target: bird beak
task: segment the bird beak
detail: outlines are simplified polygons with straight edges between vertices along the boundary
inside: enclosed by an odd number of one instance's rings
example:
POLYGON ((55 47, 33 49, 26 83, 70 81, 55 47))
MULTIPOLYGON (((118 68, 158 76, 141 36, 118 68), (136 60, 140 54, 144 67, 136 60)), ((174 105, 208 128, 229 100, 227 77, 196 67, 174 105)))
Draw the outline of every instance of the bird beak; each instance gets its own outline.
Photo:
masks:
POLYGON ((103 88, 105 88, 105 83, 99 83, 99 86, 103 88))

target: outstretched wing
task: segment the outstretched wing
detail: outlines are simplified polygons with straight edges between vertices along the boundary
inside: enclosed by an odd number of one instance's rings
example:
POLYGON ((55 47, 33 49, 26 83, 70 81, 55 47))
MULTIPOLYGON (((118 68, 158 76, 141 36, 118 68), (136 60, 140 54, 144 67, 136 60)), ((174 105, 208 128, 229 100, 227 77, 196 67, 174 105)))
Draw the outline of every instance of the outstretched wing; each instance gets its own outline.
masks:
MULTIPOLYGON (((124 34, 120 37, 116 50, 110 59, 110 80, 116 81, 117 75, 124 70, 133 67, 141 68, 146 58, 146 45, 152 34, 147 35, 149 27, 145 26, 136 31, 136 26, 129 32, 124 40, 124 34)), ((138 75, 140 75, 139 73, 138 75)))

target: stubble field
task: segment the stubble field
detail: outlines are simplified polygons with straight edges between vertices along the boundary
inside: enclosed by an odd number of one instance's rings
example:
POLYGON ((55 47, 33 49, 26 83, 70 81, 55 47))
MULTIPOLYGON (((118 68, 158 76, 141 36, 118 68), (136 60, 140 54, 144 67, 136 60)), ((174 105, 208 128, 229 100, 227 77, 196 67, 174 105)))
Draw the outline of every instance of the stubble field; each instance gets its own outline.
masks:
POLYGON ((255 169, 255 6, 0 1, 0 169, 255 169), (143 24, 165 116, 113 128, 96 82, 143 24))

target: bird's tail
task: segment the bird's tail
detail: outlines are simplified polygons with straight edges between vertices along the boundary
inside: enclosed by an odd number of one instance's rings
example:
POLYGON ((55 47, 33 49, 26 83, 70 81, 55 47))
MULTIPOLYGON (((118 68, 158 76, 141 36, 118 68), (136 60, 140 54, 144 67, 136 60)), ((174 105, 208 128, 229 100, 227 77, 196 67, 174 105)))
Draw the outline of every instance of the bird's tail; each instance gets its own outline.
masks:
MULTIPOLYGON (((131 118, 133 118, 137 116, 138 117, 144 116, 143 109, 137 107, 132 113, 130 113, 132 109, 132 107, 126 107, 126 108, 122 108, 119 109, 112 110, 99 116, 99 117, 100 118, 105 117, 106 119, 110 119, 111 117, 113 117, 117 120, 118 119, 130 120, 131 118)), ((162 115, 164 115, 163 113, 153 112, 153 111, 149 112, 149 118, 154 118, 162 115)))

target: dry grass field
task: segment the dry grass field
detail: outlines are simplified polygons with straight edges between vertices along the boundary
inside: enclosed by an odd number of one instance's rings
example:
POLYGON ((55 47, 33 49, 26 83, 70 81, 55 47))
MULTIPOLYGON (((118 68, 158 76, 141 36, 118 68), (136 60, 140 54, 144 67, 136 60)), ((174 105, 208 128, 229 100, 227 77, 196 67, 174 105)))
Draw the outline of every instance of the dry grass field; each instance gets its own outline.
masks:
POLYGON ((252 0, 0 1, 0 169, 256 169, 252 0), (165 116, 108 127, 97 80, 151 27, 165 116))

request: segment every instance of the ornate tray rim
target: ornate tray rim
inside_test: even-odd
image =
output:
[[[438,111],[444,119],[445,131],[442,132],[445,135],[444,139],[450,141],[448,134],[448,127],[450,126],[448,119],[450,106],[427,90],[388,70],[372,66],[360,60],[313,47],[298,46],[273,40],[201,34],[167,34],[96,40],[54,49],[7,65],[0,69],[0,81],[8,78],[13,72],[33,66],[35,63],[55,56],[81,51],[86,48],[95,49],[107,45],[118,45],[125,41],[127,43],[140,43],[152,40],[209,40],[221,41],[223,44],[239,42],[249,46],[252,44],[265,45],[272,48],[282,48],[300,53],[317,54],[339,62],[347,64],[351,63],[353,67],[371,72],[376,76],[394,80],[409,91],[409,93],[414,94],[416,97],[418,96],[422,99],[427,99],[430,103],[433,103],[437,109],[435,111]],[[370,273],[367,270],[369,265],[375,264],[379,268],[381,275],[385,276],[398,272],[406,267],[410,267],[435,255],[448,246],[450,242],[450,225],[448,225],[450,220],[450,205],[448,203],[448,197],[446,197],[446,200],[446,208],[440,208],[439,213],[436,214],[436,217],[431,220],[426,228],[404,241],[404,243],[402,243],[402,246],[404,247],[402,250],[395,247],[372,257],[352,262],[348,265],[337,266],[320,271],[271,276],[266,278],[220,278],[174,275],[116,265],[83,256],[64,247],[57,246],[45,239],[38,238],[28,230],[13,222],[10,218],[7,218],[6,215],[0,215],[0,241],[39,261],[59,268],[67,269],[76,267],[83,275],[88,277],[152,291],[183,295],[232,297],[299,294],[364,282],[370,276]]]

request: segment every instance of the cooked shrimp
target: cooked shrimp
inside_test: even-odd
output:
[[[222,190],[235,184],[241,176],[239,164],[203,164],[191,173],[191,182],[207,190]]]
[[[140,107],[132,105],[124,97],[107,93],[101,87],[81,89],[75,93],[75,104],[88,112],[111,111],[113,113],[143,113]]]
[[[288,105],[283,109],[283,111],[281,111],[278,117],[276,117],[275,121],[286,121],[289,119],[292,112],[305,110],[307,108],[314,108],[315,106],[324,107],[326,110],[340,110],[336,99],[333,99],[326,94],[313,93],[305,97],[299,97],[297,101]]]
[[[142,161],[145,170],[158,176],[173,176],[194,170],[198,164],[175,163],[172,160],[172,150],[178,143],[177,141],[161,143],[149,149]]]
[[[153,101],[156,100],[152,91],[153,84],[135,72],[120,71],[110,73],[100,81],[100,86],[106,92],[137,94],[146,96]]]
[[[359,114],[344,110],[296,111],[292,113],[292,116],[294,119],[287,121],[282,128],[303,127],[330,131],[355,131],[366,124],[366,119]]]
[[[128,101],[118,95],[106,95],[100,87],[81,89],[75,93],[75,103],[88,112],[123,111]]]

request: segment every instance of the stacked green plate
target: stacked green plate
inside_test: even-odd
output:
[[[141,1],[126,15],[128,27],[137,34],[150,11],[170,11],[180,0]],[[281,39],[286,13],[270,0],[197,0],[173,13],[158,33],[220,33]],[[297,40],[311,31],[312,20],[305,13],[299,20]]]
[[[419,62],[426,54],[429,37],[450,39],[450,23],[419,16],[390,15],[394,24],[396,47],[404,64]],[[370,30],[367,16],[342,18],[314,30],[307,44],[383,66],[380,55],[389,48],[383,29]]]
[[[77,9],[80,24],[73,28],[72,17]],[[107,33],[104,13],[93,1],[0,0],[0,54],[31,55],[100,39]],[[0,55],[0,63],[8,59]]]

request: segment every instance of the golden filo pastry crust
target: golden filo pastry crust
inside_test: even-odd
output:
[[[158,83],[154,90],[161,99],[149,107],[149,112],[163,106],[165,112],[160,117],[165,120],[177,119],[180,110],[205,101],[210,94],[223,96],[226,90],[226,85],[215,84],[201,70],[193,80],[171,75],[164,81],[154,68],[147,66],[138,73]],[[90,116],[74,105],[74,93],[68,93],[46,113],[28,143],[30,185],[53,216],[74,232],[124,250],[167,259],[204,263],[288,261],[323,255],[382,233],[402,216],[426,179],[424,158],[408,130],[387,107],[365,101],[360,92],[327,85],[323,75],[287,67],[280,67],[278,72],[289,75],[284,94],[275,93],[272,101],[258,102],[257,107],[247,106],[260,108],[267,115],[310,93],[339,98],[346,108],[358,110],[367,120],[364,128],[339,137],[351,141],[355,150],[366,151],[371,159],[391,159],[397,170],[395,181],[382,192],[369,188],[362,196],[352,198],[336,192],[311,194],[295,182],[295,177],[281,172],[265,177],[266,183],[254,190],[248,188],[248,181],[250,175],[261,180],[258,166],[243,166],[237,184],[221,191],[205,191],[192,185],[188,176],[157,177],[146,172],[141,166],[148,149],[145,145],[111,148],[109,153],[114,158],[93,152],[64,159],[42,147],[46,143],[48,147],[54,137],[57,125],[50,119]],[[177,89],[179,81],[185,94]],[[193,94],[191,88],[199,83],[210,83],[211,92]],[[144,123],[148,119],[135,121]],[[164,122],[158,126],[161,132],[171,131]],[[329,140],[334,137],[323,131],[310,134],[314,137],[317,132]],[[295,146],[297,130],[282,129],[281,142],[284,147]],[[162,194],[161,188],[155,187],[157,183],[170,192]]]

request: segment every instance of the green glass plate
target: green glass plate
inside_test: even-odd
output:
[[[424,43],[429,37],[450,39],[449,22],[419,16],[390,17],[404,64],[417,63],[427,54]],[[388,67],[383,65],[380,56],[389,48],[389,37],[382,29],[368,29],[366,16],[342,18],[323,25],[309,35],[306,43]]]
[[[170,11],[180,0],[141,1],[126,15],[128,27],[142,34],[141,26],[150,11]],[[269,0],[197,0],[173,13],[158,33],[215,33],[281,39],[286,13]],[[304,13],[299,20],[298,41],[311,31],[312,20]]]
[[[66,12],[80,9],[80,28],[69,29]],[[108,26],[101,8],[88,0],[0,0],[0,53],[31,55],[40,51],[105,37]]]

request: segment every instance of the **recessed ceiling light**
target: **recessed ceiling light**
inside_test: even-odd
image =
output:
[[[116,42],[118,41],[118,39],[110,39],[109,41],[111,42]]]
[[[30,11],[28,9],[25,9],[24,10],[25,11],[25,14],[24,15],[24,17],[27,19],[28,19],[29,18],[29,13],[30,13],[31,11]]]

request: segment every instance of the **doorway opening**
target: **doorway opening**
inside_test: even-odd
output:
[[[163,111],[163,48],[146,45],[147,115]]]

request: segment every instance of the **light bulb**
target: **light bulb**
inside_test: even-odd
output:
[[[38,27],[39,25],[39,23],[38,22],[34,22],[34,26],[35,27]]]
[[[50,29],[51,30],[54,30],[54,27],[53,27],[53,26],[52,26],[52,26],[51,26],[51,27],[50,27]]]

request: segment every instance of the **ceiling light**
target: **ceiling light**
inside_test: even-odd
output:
========================================
WORK TO BE COMPLETED: Copy out word for word every line from the one containing "request: segment every instance of the **light" through the final line of the items, including both.

FINAL ANSWER:
request: segment every instance of the **light bulb**
target: **light bulb**
inside_test: even-odd
output:
[[[38,27],[39,25],[39,23],[38,22],[34,22],[34,26],[35,27]]]
[[[50,29],[51,30],[54,30],[54,27],[53,27],[53,26],[52,26],[52,26],[51,26],[51,27],[50,27]]]

request: segment every instance of the **ceiling light**
target: **ceiling light**
inside_test: even-odd
output:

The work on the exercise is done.